Policz wiersze poniżej, w których występuje słowo „lapel”, przy czym wielkość liter ma znaczenie. Podaj wyłącznie liczbę.

◆ DOSTĘPNE WIERSZE ◆
┄┄┄┄┄┄┄┄┄┄┄┄┄┄┄┄┄┄┄┄

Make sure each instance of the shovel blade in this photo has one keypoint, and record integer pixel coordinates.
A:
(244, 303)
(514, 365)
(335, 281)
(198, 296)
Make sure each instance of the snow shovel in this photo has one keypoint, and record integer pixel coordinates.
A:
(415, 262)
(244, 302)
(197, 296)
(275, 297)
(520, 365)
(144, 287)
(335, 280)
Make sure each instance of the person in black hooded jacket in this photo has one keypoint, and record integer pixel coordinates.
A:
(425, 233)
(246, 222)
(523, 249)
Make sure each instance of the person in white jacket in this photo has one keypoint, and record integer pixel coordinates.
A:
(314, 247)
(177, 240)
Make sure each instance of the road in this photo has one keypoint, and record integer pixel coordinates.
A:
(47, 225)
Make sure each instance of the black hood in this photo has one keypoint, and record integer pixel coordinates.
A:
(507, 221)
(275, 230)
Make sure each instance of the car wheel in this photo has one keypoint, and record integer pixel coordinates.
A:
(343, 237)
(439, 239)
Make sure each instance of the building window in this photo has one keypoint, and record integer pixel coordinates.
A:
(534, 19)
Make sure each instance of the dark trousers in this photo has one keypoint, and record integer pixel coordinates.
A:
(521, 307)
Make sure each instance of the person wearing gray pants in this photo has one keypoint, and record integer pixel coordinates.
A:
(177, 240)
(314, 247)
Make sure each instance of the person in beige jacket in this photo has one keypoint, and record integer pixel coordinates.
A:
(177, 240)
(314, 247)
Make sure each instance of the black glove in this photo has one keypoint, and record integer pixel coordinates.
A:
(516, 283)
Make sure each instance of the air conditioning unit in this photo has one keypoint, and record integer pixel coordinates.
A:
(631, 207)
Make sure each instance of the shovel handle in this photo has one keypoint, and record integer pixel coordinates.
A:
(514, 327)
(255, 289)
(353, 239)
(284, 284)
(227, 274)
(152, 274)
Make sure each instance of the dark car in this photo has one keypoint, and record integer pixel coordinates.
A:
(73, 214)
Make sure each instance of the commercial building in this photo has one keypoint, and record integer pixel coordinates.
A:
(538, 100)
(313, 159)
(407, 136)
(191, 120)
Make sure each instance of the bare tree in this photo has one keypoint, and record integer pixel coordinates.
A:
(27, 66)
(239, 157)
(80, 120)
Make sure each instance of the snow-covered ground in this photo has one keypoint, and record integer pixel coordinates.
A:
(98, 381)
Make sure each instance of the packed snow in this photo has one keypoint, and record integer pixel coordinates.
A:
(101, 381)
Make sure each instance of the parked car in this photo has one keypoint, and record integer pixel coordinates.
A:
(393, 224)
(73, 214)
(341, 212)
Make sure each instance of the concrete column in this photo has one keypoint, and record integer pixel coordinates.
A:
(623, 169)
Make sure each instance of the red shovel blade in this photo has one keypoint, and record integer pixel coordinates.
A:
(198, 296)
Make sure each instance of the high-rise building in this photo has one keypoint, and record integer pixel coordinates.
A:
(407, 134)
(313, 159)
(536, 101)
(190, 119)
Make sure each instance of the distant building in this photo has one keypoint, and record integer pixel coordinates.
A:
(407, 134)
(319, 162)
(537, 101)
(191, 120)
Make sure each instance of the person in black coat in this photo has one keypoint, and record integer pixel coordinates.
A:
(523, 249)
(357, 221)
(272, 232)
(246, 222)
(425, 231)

┄┄┄┄┄┄┄┄┄┄┄┄┄┄┄┄┄┄┄┄

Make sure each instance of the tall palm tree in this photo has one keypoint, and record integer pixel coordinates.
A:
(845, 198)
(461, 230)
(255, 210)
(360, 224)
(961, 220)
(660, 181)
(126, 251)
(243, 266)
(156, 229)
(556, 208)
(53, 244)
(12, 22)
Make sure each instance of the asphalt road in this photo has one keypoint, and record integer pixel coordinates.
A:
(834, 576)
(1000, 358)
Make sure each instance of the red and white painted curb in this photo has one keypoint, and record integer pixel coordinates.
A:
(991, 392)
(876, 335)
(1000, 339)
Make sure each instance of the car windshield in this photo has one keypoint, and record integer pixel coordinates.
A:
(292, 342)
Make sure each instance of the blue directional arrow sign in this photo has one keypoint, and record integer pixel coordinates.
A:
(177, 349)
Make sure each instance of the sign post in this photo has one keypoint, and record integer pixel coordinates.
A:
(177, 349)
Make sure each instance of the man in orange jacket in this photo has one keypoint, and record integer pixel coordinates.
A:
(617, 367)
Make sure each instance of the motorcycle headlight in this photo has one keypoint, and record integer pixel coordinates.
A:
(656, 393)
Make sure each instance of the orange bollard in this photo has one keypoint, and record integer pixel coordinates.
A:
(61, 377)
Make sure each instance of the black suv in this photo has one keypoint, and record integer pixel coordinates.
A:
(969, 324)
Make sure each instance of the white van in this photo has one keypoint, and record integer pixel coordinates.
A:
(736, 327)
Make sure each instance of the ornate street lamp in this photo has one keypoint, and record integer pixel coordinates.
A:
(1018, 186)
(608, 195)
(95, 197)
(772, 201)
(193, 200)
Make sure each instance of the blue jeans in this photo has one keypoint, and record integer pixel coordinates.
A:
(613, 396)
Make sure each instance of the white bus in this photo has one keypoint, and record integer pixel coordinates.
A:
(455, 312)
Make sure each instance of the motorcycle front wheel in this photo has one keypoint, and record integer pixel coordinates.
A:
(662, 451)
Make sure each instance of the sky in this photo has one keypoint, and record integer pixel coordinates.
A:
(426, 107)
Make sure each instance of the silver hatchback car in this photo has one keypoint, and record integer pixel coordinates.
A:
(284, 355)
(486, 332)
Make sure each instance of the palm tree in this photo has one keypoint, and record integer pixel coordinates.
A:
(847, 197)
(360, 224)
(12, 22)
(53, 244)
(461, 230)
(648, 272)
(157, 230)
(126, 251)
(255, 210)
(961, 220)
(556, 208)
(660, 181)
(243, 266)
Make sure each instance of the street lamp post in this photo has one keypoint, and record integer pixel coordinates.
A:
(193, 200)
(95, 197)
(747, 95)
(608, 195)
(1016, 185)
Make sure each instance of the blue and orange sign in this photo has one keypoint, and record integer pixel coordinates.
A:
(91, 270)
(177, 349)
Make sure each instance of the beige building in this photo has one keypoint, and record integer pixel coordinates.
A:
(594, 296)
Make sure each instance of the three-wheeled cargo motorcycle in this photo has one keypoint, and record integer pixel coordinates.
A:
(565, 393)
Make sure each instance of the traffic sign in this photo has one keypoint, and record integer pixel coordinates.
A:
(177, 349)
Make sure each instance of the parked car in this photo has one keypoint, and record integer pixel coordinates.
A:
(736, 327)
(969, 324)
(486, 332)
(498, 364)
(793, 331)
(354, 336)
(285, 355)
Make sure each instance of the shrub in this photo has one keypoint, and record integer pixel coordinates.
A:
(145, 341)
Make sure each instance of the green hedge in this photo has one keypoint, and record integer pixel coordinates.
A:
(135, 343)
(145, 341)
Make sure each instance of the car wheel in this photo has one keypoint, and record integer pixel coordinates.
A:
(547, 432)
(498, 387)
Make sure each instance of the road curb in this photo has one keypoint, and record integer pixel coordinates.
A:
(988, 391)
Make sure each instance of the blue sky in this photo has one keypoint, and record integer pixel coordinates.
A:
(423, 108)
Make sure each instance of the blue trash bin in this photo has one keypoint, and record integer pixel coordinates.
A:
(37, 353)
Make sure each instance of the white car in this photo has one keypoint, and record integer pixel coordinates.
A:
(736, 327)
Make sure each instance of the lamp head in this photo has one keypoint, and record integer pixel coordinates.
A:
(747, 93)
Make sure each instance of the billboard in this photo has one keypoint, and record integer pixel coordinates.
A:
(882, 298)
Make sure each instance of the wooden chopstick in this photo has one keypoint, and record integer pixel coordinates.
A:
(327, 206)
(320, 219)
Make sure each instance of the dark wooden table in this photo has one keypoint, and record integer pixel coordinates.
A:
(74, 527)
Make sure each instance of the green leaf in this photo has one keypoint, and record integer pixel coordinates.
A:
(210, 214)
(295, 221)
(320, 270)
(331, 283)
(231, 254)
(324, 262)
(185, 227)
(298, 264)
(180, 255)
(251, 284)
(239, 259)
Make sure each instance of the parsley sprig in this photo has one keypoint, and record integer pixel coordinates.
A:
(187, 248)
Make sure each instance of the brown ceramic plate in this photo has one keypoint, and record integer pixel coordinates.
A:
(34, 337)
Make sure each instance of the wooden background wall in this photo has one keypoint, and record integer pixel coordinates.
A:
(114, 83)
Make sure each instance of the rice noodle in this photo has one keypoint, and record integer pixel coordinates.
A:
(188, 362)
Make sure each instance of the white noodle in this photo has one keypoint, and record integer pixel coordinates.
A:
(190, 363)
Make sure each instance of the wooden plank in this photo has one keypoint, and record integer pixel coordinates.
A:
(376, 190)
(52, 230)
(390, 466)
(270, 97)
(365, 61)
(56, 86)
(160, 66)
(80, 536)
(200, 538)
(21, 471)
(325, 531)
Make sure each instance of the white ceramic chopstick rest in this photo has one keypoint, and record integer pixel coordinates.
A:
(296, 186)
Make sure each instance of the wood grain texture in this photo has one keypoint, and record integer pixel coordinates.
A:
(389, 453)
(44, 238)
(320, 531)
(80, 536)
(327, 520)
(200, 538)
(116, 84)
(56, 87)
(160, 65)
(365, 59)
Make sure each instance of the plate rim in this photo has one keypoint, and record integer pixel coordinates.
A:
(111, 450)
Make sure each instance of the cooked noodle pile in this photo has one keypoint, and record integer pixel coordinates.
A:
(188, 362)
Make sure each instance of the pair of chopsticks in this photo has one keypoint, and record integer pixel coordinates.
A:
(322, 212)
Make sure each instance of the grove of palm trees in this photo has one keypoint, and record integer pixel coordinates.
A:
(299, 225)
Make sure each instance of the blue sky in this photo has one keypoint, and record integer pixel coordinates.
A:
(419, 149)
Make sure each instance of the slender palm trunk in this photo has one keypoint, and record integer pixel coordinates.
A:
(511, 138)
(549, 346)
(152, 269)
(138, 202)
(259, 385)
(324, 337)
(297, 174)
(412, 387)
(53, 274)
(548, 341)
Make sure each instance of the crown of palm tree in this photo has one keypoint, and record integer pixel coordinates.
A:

┄┄┄┄┄┄┄┄┄┄┄┄┄┄┄┄┄┄┄┄

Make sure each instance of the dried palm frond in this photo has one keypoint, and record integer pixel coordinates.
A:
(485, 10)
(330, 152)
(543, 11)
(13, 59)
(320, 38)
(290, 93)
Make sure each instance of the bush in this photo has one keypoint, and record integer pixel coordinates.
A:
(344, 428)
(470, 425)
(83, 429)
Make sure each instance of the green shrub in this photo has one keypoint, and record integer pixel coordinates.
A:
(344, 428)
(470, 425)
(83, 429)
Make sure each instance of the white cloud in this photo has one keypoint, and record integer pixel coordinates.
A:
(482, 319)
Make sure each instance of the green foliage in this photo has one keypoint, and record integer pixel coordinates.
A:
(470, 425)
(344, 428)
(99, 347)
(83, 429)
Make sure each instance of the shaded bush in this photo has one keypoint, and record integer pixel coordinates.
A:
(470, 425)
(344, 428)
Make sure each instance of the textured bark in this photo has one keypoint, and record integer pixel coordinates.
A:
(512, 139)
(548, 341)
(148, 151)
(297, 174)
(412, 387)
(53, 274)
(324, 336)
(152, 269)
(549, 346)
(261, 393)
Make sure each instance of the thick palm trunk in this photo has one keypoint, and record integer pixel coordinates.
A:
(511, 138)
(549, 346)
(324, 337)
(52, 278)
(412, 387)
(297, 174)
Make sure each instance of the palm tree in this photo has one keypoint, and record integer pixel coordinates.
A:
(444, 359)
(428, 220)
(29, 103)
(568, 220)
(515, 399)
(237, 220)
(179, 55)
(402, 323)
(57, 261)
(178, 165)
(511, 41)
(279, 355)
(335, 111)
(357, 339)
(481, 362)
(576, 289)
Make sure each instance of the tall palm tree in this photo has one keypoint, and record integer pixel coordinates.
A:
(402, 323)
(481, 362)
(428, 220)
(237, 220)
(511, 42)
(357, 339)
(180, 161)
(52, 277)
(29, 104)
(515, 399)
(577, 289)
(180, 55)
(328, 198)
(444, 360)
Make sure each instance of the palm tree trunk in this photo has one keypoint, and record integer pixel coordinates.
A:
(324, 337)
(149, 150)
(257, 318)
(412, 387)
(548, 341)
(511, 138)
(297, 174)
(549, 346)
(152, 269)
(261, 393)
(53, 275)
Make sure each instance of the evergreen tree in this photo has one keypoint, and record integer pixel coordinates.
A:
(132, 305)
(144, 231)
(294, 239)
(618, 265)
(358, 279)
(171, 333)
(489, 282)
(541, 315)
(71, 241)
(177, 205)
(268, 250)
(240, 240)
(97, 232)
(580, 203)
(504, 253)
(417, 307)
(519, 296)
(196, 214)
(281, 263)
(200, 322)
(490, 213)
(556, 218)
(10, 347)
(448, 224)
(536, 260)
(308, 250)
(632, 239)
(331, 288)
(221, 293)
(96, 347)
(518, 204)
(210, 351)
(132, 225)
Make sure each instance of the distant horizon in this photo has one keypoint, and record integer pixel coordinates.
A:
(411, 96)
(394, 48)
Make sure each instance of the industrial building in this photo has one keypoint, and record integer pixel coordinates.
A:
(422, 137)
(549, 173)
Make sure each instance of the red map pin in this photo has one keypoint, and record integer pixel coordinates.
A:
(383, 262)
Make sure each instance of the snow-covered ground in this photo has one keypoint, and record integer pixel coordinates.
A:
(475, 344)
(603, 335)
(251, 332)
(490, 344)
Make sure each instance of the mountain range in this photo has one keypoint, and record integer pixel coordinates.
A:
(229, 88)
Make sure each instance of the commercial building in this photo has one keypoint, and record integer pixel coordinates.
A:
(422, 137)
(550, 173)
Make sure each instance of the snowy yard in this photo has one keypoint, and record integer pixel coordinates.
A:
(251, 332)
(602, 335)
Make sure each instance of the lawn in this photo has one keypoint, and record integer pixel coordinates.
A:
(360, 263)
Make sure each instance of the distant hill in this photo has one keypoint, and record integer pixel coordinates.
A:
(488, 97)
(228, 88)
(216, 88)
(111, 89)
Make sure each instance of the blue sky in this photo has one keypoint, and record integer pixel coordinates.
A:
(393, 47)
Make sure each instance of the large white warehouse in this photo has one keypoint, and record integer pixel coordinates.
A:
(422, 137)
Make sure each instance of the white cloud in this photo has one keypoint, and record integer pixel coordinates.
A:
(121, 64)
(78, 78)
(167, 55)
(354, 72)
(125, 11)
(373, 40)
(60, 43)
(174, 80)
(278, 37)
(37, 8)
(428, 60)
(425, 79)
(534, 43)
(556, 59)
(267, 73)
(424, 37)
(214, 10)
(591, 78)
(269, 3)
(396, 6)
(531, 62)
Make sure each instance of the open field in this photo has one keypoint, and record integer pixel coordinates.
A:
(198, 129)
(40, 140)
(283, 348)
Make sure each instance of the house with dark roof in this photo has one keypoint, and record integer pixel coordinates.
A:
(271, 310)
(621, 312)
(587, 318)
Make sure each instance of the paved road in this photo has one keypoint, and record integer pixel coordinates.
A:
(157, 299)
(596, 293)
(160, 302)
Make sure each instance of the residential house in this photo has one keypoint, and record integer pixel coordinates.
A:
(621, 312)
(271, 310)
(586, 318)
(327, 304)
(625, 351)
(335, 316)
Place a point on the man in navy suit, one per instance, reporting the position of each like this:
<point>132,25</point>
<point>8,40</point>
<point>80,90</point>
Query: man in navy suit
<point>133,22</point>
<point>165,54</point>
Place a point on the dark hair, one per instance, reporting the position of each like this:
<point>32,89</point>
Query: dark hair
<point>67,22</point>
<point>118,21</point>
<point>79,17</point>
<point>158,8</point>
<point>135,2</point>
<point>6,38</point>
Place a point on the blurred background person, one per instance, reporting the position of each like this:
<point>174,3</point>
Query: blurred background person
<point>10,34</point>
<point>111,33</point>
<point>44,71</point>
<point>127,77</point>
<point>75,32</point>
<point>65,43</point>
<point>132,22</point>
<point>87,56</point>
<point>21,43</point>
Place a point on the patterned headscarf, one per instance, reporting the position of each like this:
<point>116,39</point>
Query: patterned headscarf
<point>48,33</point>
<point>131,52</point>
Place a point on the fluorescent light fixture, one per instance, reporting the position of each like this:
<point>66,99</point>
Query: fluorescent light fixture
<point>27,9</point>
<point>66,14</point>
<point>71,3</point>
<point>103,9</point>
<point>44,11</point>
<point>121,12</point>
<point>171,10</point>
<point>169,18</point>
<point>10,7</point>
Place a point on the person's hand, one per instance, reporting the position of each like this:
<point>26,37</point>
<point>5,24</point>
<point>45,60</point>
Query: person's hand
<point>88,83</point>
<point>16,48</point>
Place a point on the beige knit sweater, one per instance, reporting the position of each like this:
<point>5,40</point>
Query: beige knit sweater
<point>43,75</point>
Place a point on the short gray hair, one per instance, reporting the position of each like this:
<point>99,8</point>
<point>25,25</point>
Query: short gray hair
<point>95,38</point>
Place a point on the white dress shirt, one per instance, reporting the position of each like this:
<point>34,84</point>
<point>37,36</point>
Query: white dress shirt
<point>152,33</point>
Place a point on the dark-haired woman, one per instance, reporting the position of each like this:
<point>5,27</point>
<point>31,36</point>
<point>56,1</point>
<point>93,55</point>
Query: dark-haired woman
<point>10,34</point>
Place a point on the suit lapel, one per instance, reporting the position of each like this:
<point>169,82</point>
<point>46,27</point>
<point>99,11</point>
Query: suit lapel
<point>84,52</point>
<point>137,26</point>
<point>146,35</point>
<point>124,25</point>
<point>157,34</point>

┄┄┄┄┄┄┄┄┄┄┄┄┄┄┄┄┄┄┄┄

◆ POPRAWNA ODPOWIEDŹ ◆
2